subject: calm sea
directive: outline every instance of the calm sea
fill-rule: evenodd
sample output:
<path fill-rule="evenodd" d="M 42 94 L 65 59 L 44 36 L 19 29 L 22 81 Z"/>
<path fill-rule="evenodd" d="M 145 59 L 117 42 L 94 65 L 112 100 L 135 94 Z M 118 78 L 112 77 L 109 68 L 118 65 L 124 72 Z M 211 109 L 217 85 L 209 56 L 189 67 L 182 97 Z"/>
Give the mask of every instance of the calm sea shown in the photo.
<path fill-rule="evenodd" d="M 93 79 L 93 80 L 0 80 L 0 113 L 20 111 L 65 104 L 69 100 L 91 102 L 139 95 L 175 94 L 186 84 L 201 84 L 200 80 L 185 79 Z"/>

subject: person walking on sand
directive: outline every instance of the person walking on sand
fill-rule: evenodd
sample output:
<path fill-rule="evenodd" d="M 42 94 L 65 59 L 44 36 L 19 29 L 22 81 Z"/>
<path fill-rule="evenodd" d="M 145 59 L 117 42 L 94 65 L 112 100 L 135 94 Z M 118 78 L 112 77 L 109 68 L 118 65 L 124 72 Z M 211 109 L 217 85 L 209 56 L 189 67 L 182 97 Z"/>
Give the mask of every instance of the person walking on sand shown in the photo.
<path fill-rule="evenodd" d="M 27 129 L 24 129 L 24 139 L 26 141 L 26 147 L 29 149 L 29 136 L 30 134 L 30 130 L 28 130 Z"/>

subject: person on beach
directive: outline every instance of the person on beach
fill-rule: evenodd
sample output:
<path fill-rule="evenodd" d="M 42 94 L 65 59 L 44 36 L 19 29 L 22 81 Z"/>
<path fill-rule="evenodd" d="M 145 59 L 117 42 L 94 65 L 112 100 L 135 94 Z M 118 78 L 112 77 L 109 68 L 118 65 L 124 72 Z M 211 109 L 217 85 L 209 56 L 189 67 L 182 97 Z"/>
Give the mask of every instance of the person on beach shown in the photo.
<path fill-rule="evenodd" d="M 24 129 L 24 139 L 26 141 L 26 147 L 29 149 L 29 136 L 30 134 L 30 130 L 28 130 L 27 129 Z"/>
# # # # #
# [Problem requirements]
Revise the listing above, replacing every occurrence of "directive" with "instruction" and leaving all other text unchanged.

# [Task response]
subject: calm sea
instruction: outline every instance of the calm sea
fill-rule: evenodd
sample output:
<path fill-rule="evenodd" d="M 42 94 L 65 59 L 44 36 L 19 29 L 22 81 Z"/>
<path fill-rule="evenodd" d="M 145 59 L 117 42 L 94 65 L 112 100 L 135 94 Z M 118 78 L 112 77 L 109 68 L 118 65 L 124 72 Z M 211 109 L 217 85 L 209 56 L 189 67 L 182 97 Z"/>
Give the mask of every instance of the calm sea shown in the photo.
<path fill-rule="evenodd" d="M 93 79 L 93 80 L 0 80 L 0 113 L 20 111 L 65 104 L 69 100 L 91 102 L 139 95 L 175 94 L 186 84 L 201 84 L 200 80 L 185 79 Z"/>

subject: person walking on sand
instruction: outline every instance of the person walking on sand
fill-rule: evenodd
sample output:
<path fill-rule="evenodd" d="M 42 94 L 65 59 L 44 36 L 19 29 L 22 81 Z"/>
<path fill-rule="evenodd" d="M 145 59 L 117 42 L 94 65 L 112 100 L 135 94 Z M 118 78 L 112 77 L 109 68 L 118 65 L 124 72 Z M 211 109 L 217 85 L 209 56 L 189 67 L 182 97 Z"/>
Give the mask of every instance of the person walking on sand shown in the photo.
<path fill-rule="evenodd" d="M 27 129 L 24 129 L 24 139 L 26 141 L 26 147 L 29 149 L 29 136 L 30 134 L 30 130 L 28 130 Z"/>

subject: person on beach
instruction: outline every instance of the person on beach
fill-rule: evenodd
sample output:
<path fill-rule="evenodd" d="M 42 94 L 65 59 L 44 36 L 19 29 L 22 81 Z"/>
<path fill-rule="evenodd" d="M 145 59 L 117 42 L 94 65 L 112 100 L 135 94 Z M 118 78 L 112 77 L 109 68 L 118 65 L 124 72 Z M 211 109 L 217 85 L 209 56 L 189 67 L 182 97 Z"/>
Give the mask of every instance of the person on beach shown in the photo.
<path fill-rule="evenodd" d="M 24 129 L 24 139 L 26 141 L 26 147 L 29 149 L 29 136 L 30 134 L 30 130 L 28 130 L 27 129 Z"/>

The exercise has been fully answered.